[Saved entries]
=== Begin Enclosure ===

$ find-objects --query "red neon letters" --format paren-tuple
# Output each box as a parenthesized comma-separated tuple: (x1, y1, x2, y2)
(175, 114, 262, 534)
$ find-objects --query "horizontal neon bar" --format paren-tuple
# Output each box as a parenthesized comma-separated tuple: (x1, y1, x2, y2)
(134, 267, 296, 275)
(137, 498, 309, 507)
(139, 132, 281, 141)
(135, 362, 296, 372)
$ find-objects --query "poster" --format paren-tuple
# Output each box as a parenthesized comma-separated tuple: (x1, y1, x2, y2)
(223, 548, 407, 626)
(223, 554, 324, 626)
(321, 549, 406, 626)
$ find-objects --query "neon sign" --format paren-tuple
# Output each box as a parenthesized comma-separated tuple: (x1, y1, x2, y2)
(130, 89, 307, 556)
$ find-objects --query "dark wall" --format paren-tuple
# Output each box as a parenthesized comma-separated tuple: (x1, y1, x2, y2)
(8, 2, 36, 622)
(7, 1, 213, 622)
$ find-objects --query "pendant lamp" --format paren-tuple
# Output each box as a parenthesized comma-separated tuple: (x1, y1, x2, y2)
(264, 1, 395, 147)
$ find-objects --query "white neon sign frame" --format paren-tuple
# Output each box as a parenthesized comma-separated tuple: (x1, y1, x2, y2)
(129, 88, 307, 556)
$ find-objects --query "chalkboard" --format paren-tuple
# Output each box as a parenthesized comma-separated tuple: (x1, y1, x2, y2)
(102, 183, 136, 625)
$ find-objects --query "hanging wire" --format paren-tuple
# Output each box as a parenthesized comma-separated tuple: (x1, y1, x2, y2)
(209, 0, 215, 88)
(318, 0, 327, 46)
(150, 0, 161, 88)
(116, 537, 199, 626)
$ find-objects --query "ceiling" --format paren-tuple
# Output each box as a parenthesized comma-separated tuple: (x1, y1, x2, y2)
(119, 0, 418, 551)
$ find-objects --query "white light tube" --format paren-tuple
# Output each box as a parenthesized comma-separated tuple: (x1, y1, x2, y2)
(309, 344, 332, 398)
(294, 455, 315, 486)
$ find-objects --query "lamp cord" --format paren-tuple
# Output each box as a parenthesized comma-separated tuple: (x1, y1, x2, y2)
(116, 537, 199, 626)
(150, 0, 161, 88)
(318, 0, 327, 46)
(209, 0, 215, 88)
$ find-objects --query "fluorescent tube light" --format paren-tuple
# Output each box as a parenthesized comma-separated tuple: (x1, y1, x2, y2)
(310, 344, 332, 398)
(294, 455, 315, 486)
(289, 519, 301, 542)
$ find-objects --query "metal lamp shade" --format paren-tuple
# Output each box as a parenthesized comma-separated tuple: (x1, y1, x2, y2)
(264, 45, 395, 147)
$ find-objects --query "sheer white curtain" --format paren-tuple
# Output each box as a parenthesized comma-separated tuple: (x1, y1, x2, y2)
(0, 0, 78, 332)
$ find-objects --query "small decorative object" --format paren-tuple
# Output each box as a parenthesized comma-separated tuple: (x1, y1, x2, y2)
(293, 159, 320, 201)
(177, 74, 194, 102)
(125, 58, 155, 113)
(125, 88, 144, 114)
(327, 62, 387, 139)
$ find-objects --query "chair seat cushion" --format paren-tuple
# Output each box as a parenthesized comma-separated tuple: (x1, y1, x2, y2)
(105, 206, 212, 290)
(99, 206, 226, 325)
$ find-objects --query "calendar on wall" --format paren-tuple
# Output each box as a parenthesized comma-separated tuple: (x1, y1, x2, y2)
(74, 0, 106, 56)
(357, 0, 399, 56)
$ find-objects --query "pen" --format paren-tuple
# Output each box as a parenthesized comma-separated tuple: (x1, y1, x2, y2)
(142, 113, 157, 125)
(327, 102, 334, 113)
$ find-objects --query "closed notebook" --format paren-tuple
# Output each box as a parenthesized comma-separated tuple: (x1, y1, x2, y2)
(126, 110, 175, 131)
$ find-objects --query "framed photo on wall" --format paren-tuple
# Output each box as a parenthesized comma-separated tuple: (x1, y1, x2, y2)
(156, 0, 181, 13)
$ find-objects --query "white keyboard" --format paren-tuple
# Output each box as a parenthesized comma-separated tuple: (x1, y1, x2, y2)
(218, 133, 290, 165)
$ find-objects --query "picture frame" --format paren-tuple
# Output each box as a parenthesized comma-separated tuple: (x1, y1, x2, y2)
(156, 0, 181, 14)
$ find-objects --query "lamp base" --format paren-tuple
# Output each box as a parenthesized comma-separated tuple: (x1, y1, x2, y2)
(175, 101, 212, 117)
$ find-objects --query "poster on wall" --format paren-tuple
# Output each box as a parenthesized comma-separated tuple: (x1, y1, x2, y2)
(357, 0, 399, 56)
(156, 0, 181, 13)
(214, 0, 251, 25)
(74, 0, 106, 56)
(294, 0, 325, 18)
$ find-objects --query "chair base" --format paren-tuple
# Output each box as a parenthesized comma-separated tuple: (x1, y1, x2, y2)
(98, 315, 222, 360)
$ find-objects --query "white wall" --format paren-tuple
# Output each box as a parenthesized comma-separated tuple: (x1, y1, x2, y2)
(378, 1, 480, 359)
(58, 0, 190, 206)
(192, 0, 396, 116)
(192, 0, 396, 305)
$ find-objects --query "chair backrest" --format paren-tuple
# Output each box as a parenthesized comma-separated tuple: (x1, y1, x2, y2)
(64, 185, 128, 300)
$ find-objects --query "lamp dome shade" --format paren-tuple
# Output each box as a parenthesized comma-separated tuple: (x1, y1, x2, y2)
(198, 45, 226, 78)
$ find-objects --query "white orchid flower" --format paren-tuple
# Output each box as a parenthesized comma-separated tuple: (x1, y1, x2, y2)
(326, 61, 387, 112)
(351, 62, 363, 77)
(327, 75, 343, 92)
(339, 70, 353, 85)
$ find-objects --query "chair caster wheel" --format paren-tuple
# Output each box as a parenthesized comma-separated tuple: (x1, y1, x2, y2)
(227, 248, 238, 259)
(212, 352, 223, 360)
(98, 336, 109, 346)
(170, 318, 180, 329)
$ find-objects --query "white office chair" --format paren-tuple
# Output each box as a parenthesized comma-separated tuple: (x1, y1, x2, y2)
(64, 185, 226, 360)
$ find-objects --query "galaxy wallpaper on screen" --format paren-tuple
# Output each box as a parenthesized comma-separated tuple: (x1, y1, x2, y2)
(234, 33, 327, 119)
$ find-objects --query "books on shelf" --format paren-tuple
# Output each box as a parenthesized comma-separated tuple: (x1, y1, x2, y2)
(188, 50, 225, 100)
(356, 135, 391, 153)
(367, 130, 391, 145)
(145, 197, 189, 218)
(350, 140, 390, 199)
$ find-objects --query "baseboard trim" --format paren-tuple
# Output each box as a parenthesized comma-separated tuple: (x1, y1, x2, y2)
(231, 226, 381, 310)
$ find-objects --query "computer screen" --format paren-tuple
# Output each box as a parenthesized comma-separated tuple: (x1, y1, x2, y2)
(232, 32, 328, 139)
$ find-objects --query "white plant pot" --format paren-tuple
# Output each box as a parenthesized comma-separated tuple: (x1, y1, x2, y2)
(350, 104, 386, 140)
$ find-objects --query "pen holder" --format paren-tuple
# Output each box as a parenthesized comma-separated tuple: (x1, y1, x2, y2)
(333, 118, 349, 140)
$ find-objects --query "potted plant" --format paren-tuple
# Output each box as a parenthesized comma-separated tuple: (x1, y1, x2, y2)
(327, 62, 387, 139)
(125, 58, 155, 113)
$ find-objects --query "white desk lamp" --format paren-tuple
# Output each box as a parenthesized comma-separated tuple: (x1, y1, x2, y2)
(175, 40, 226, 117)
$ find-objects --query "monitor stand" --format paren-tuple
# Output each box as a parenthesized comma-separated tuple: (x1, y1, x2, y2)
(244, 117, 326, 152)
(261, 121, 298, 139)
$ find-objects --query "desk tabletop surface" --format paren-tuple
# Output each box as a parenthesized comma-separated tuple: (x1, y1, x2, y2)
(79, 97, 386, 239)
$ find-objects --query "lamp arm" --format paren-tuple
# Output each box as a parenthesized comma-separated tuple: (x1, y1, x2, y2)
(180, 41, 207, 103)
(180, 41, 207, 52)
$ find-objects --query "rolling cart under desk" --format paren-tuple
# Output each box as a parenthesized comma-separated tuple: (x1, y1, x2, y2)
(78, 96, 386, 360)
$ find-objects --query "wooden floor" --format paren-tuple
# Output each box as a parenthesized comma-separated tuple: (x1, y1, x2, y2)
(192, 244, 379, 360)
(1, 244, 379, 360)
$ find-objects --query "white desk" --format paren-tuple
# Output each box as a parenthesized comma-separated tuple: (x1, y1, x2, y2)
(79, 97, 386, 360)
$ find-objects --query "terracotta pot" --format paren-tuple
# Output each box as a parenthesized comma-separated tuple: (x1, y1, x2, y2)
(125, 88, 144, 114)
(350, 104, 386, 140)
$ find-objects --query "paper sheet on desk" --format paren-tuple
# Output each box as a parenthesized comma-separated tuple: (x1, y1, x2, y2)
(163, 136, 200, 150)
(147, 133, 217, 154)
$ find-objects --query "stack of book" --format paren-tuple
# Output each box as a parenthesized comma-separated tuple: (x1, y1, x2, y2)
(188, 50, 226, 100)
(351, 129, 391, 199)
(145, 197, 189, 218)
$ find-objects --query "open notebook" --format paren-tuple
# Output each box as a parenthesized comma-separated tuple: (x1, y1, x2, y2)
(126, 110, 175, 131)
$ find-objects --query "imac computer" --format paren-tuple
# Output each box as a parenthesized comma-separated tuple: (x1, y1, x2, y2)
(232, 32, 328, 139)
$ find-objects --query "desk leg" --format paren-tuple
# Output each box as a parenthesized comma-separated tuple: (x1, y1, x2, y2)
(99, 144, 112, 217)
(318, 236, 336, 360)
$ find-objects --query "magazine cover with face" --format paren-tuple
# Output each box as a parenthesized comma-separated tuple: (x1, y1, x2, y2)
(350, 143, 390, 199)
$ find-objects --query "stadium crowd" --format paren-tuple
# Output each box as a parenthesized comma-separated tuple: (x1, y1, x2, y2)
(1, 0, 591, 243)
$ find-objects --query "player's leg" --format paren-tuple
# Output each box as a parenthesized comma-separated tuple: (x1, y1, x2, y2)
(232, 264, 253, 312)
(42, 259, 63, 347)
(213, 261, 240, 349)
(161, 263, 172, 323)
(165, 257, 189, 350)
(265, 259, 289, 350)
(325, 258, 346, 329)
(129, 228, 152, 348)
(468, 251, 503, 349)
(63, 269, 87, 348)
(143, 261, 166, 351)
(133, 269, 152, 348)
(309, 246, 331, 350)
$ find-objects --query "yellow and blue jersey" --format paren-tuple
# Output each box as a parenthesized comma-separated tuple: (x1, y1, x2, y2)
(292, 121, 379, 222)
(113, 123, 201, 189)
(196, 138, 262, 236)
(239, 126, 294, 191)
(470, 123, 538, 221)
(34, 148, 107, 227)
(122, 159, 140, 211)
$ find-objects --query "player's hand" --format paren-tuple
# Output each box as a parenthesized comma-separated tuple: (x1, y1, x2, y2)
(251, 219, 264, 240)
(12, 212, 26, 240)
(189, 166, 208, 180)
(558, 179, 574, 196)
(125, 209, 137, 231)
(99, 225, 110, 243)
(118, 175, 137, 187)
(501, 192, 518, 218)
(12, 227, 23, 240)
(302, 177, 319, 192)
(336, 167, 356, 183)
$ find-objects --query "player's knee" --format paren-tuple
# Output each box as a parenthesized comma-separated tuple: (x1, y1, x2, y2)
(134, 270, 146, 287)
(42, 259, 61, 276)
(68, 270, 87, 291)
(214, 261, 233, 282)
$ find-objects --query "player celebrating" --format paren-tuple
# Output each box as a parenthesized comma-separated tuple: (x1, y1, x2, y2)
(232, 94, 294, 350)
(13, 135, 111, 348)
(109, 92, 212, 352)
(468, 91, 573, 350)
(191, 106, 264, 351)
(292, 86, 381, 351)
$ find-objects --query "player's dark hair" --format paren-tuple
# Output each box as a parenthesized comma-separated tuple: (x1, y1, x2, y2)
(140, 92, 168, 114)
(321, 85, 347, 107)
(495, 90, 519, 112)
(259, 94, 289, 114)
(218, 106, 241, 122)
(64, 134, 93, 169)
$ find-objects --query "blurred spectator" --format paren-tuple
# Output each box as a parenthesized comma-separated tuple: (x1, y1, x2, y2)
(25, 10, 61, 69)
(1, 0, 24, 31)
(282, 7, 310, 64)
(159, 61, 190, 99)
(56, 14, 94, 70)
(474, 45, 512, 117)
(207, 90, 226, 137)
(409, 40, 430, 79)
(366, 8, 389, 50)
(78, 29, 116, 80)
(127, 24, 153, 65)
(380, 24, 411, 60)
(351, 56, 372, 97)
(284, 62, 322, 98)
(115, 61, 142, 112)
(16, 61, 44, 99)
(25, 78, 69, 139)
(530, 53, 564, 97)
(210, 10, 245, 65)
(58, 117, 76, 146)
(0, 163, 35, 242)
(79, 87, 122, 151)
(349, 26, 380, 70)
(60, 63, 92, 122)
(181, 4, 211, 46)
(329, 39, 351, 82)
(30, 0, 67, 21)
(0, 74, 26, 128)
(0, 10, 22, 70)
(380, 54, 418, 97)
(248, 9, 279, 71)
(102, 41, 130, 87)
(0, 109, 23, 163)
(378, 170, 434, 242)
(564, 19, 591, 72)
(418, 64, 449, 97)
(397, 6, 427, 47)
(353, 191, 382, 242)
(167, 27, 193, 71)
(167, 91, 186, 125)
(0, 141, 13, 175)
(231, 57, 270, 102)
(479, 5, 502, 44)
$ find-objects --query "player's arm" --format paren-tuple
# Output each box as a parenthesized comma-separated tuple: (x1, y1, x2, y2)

=== End Enclosure ===

:: WHAT YOU ARE ASKED TO DO ::
Find each line above that contains "notebook", and copy those lines.

:: EXPECTED OUTPUT ::
$ find-objects --query "closed notebook" --format paren-tuple
$ find-objects --query "open notebook" --format paren-tuple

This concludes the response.